* **Exercise aim**:
Your task is to transcribe all of the data below exactly, omitting the images.

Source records

>>>

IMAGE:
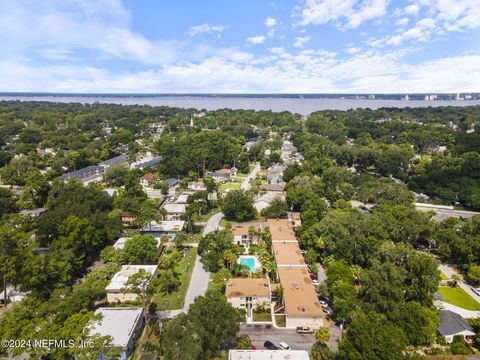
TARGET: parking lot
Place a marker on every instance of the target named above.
(258, 334)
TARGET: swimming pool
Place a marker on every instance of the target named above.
(249, 261)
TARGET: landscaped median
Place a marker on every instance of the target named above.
(175, 299)
(458, 297)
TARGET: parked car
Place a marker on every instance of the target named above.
(269, 345)
(304, 330)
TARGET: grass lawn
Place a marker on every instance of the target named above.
(262, 316)
(175, 300)
(230, 186)
(225, 222)
(280, 320)
(457, 296)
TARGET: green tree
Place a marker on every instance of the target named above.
(277, 209)
(212, 247)
(238, 205)
(140, 249)
(371, 336)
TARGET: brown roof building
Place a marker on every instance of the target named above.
(243, 287)
(302, 307)
(299, 295)
(287, 254)
(281, 230)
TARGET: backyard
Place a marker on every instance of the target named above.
(175, 299)
(458, 297)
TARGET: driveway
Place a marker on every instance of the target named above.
(449, 270)
(258, 334)
(246, 185)
(200, 277)
(466, 314)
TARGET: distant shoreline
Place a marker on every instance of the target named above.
(295, 103)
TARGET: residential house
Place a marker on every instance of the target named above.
(87, 175)
(116, 288)
(33, 212)
(123, 324)
(117, 160)
(242, 234)
(196, 186)
(302, 307)
(266, 199)
(148, 179)
(171, 182)
(452, 324)
(268, 355)
(223, 175)
(174, 211)
(275, 174)
(182, 199)
(161, 228)
(273, 187)
(120, 243)
(147, 162)
(248, 293)
(128, 219)
(294, 218)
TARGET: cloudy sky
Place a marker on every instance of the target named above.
(239, 46)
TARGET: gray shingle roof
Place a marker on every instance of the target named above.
(83, 173)
(452, 323)
(115, 160)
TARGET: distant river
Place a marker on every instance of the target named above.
(302, 106)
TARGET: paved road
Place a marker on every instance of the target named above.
(246, 183)
(448, 270)
(200, 277)
(466, 314)
(258, 334)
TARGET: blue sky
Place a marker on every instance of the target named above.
(240, 46)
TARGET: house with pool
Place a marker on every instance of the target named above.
(250, 261)
(248, 293)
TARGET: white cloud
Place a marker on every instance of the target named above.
(412, 9)
(206, 29)
(255, 40)
(353, 50)
(271, 22)
(307, 71)
(301, 41)
(402, 22)
(344, 13)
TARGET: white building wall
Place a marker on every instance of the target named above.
(312, 322)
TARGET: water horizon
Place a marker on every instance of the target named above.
(303, 104)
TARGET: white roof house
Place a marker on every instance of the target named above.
(120, 278)
(182, 199)
(120, 243)
(115, 290)
(122, 324)
(175, 208)
(268, 355)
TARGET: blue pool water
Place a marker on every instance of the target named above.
(250, 262)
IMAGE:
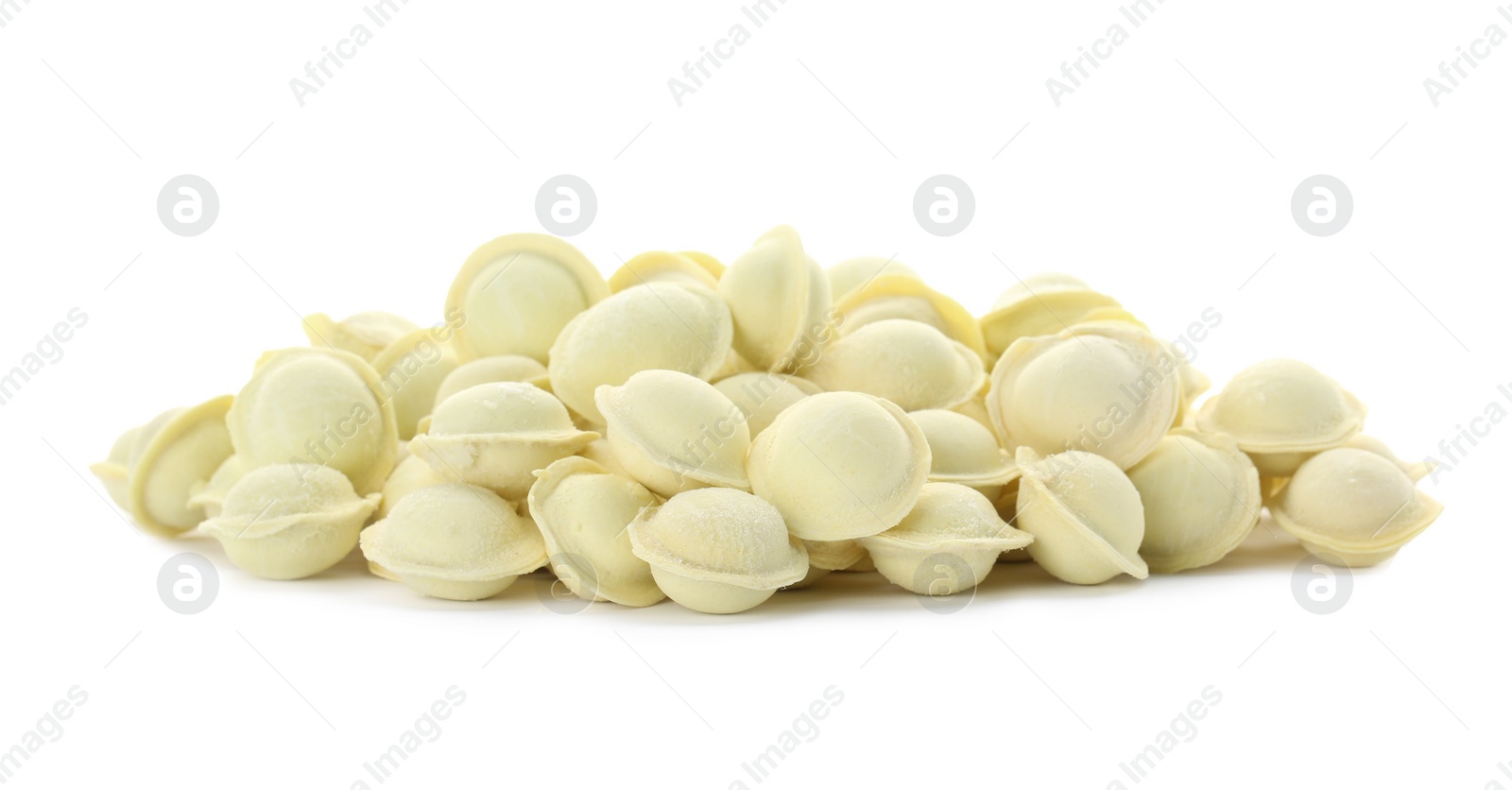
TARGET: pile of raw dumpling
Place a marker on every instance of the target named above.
(715, 433)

<<<

* **Reply**:
IMAGE:
TARGET: parking lot
Place a marker on every instance of the target named above.
(258, 334)
TARGET: swimming pool
Place a marker on every instance of the target named above.
(249, 261)
TARGET: landscaped median
Place a marker on every instance of the target named above.
(175, 299)
(458, 297)
TARGET: parked car
Place a marker on every instance of the target named above.
(269, 345)
(304, 330)
TARGET: grass lawn
Place a marker on every instance of the target named above.
(262, 316)
(175, 300)
(230, 186)
(225, 222)
(280, 320)
(457, 296)
TARGET: green tree
Place a marker on every instance of the target named above.
(277, 209)
(212, 247)
(238, 205)
(140, 249)
(371, 336)
TARGET: brown roof building
Place a marker on every instance of the target named above.
(243, 287)
(302, 307)
(299, 295)
(287, 254)
(281, 230)
TARGET: backyard
Place a marker on every instance of the target named above.
(175, 299)
(458, 297)
TARGET: driveway
Place a marker on every instance of the target named above.
(449, 270)
(258, 334)
(246, 185)
(200, 277)
(466, 314)
TARGET: distant shoreline
Place a marker on every instance of the target named above.
(295, 103)
TARGET: residential house
Place a marker on every instance of the target named above.
(87, 175)
(116, 288)
(33, 212)
(123, 324)
(117, 160)
(242, 234)
(196, 186)
(302, 307)
(266, 199)
(148, 179)
(171, 182)
(452, 324)
(268, 355)
(223, 175)
(174, 211)
(275, 174)
(182, 199)
(161, 228)
(273, 187)
(120, 243)
(147, 162)
(248, 293)
(128, 219)
(294, 218)
TARGET: cloudy sky
Place a marker on every instance of the target named above.
(239, 46)
TARGET: gray shingle roof
Place a marker on every instance of the target named above.
(83, 173)
(452, 323)
(115, 160)
TARGET: distant river
Place a marker on every instance of the target named above.
(302, 106)
TARGET: paved road
Place a marker on every instance of the target named above.
(246, 183)
(448, 270)
(200, 277)
(466, 314)
(258, 334)
TARGET: blue sky
Place a marker on every instance of the target named above.
(240, 46)
TARGET: house with pool
Place a marker on every instance of the target named above.
(250, 261)
(248, 293)
TARGET: white cloud
Place a marker on every instance of the target named above.
(412, 9)
(206, 29)
(255, 40)
(353, 50)
(271, 22)
(307, 71)
(301, 41)
(402, 22)
(344, 13)
TARGET: white building wall
Place a marker on every instance of the target named above.
(312, 322)
TARGET: water horizon
Place a marker on every instance of the target named above.
(303, 104)
TARGET: white roof house
Place a marker on every instance of the target named above.
(120, 278)
(182, 199)
(120, 243)
(115, 290)
(122, 324)
(175, 208)
(268, 355)
TARGET: blue pool water
Place a marker on every instance of the target named above.
(250, 262)
IMAGE:
TARGET: pile of raw dumpling
Place a marker on every instance of the target named above.
(715, 433)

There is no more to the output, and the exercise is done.